*Stated problem:*
Convert every line of all the items below into a numbered list, omitting any blank lines.

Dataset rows
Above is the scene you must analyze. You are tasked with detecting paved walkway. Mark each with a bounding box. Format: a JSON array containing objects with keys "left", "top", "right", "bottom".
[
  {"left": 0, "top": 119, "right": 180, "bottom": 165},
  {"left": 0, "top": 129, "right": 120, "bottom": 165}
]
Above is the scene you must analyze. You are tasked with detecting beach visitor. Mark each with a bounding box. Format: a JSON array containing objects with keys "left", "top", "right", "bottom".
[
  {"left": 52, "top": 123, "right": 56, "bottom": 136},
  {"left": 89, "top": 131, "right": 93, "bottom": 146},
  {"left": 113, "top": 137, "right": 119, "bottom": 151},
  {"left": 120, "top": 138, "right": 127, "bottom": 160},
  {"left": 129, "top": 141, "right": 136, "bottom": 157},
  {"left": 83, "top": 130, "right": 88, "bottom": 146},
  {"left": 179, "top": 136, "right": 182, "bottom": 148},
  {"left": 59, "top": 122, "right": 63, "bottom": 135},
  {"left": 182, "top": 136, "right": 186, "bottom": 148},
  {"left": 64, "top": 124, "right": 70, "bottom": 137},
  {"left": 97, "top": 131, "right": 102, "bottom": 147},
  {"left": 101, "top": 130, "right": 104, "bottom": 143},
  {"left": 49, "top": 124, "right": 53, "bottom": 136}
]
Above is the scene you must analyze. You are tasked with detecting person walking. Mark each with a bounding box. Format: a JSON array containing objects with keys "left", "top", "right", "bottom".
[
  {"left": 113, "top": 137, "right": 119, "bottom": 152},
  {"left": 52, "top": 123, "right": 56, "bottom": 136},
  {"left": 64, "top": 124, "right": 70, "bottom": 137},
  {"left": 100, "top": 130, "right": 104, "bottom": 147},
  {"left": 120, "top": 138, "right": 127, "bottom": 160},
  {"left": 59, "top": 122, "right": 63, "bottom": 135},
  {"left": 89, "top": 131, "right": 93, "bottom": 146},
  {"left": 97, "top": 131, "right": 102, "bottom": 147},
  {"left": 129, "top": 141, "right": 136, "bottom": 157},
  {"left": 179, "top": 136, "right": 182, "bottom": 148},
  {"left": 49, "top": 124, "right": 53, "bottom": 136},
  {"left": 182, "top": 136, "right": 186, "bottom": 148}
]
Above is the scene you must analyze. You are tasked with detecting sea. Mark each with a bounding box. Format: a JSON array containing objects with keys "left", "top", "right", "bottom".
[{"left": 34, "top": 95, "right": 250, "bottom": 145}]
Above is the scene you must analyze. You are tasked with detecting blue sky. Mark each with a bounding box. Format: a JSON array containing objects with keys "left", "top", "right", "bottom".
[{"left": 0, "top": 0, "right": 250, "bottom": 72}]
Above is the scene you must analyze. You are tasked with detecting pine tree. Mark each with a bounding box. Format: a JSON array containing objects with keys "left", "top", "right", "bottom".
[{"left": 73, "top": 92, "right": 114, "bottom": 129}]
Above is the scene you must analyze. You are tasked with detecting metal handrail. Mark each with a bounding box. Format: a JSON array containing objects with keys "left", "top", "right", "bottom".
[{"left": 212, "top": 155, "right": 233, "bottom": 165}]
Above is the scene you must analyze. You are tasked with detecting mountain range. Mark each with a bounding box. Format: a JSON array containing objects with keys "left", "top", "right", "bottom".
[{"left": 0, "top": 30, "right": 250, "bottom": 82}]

*Written response:*
1. Above is the scene you must analyze. You are tasked with detecting paved walkway. Mark each with a bounding box. Format: a JSON array containing objects with keys "left", "top", "right", "bottom".
2. [
3.   {"left": 0, "top": 119, "right": 180, "bottom": 165},
4.   {"left": 0, "top": 129, "right": 120, "bottom": 165}
5. ]
6. Above is the scene you must analyze. You are tasked with detecting beach visitor. Mark each with a bounding box. Format: a JSON array containing objects with keys "left", "top", "right", "bottom".
7. [
8.   {"left": 52, "top": 123, "right": 56, "bottom": 136},
9.   {"left": 89, "top": 131, "right": 93, "bottom": 146},
10.   {"left": 113, "top": 137, "right": 119, "bottom": 151},
11.   {"left": 120, "top": 138, "right": 127, "bottom": 160},
12.   {"left": 129, "top": 141, "right": 136, "bottom": 157},
13.   {"left": 83, "top": 130, "right": 88, "bottom": 146},
14.   {"left": 179, "top": 136, "right": 182, "bottom": 148},
15.   {"left": 59, "top": 122, "right": 63, "bottom": 135},
16.   {"left": 182, "top": 136, "right": 186, "bottom": 148},
17.   {"left": 64, "top": 124, "right": 70, "bottom": 137},
18.   {"left": 97, "top": 131, "right": 102, "bottom": 147},
19.   {"left": 101, "top": 130, "right": 104, "bottom": 143},
20.   {"left": 49, "top": 124, "right": 53, "bottom": 136}
21. ]
22. Above is the scene you must analyze. You are tasked with detecting person walking. Mark each with a bounding box. Format: a JSON array containing objects with keys "left", "top", "right", "bottom".
23. [
24.   {"left": 113, "top": 137, "right": 119, "bottom": 152},
25.   {"left": 52, "top": 123, "right": 56, "bottom": 136},
26.   {"left": 64, "top": 124, "right": 70, "bottom": 137},
27.   {"left": 100, "top": 130, "right": 104, "bottom": 147},
28.   {"left": 120, "top": 138, "right": 127, "bottom": 160},
29.   {"left": 59, "top": 122, "right": 63, "bottom": 135},
30.   {"left": 89, "top": 131, "right": 93, "bottom": 146},
31.   {"left": 97, "top": 131, "right": 102, "bottom": 147},
32.   {"left": 129, "top": 141, "right": 136, "bottom": 157},
33.   {"left": 179, "top": 136, "right": 182, "bottom": 148},
34.   {"left": 49, "top": 124, "right": 53, "bottom": 136},
35.   {"left": 182, "top": 136, "right": 186, "bottom": 148}
36. ]
37. Above is the scene you must analyze. You are tasked with detecting sea. Mark each with a bounding box. Format: a JSON array containing objects with keys "left", "top", "right", "bottom".
38. [{"left": 34, "top": 95, "right": 250, "bottom": 145}]
39. Above is the scene you must analyze. You are tasked with detecting blue sky. Mark each with a bounding box. Format: a JSON array containing objects with keys "left", "top", "right", "bottom".
40. [{"left": 0, "top": 0, "right": 250, "bottom": 72}]
41. Above is the scene you must analyze. You are tasked with detecting pine tree. Mark each with a bounding box. Format: a JSON array containing objects with keys "left", "top", "right", "bottom".
42. [{"left": 73, "top": 92, "right": 114, "bottom": 129}]
43. Above is the scene you must analyze. You are tasked with detecting metal handrail. Mark each with a bounding box. Format: a JSON array containing objects with keys "left", "top", "right", "bottom".
44. [{"left": 212, "top": 155, "right": 233, "bottom": 165}]
45. Above is the scene you must analyze. You are tasked with detecting mountain range. Mark each with a bounding box. Format: a JSON array containing objects with keys "left", "top", "right", "bottom".
46. [{"left": 0, "top": 30, "right": 250, "bottom": 82}]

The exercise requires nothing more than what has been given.